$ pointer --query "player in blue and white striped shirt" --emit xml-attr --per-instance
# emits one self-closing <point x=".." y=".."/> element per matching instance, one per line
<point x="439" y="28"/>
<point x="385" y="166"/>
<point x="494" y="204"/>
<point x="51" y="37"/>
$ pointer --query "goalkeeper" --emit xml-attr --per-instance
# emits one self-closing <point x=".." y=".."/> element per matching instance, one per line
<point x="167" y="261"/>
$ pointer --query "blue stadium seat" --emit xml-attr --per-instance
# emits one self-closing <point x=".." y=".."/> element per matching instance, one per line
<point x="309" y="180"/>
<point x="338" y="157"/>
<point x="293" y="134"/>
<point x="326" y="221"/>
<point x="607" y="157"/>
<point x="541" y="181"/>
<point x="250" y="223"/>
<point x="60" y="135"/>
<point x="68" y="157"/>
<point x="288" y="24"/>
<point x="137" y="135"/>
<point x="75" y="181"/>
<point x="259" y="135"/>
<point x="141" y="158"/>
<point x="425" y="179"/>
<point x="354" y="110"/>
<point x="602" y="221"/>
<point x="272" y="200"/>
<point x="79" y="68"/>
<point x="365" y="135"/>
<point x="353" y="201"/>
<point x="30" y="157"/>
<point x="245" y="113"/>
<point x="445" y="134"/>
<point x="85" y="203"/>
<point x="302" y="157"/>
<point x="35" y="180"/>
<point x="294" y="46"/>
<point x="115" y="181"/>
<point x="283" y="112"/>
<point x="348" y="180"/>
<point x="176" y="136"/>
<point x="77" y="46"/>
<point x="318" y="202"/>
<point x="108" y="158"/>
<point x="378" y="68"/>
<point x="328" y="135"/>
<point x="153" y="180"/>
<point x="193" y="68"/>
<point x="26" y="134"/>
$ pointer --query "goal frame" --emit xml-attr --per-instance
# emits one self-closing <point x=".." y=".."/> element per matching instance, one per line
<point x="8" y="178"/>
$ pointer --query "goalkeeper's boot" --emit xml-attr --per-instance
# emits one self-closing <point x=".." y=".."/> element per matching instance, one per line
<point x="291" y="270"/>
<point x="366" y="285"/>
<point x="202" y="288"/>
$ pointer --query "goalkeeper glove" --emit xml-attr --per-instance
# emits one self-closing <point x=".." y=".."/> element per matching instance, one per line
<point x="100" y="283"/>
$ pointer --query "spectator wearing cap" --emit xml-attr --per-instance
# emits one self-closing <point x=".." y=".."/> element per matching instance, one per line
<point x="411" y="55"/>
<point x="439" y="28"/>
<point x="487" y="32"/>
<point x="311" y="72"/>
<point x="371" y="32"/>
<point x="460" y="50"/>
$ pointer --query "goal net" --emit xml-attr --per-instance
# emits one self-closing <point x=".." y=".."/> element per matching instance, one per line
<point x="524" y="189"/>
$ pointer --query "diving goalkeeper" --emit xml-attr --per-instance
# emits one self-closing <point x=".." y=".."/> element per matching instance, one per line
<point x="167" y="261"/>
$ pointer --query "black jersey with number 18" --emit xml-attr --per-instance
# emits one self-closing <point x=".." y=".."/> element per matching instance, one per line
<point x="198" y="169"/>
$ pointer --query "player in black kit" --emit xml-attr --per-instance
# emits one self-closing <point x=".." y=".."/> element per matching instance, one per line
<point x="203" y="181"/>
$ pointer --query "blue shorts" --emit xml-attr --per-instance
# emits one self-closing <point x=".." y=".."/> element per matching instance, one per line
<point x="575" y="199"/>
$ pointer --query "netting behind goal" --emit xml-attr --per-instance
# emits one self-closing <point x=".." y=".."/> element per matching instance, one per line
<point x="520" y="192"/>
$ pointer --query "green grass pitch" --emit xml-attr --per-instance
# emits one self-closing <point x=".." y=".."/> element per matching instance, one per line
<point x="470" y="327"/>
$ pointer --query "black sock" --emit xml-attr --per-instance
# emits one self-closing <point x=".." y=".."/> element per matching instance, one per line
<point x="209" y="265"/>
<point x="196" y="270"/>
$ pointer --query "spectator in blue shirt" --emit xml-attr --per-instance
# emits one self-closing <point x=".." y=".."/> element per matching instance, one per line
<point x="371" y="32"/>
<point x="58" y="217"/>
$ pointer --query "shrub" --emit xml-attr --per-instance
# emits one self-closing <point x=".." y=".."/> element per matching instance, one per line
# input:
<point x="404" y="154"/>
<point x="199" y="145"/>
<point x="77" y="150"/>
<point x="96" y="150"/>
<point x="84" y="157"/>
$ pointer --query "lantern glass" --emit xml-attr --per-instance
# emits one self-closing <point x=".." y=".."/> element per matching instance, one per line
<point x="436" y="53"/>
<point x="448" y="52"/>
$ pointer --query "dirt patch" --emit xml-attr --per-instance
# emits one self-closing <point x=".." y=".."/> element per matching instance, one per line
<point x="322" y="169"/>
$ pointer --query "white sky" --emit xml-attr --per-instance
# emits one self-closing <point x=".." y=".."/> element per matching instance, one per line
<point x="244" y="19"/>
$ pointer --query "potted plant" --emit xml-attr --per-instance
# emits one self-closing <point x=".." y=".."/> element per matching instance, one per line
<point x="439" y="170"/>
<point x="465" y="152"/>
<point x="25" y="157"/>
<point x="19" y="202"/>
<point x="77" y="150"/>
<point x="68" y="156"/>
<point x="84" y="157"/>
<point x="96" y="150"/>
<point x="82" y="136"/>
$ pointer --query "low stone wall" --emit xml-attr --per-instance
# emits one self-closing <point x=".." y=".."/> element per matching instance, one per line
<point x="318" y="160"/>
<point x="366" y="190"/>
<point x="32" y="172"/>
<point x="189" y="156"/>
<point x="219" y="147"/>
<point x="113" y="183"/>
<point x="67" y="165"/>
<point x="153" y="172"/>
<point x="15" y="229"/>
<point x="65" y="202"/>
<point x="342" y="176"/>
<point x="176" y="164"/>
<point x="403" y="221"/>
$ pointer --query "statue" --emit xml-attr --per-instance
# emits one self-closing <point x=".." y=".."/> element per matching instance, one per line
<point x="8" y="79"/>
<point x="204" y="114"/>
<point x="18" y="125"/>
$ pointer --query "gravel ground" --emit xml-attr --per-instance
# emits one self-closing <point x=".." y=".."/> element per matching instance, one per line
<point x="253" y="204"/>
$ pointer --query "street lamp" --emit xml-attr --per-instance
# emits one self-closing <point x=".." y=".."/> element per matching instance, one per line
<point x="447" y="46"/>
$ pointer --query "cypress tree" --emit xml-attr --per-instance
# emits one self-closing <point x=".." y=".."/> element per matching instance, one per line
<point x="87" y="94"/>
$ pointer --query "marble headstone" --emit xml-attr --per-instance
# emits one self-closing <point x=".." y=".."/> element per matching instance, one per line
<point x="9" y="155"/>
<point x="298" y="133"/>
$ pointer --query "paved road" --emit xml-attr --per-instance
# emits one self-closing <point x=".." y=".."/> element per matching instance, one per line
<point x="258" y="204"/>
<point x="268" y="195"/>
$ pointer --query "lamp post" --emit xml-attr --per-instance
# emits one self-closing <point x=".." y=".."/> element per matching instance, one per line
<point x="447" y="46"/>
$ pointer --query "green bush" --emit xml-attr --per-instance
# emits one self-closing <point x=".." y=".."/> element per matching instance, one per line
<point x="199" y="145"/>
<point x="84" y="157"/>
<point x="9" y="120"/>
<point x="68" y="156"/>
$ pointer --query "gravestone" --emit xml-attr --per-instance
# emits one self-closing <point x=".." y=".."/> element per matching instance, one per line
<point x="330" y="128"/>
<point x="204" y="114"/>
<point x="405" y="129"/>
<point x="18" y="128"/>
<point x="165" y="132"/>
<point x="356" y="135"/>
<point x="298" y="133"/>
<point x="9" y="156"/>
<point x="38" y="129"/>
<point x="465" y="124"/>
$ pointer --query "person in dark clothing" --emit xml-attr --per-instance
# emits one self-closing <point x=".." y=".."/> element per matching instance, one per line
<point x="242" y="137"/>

================================

TASK OBJECTIVE — Give every line of the material that includes the string "black".

ANSWER AREA —
$ pointer --query "black jersey with number 18" --emit xml-attr --per-instance
$ pointer --query "player in black kit" --emit xml-attr --per-instance
$ pointer --query "black sock" --emit xml-attr --per-instance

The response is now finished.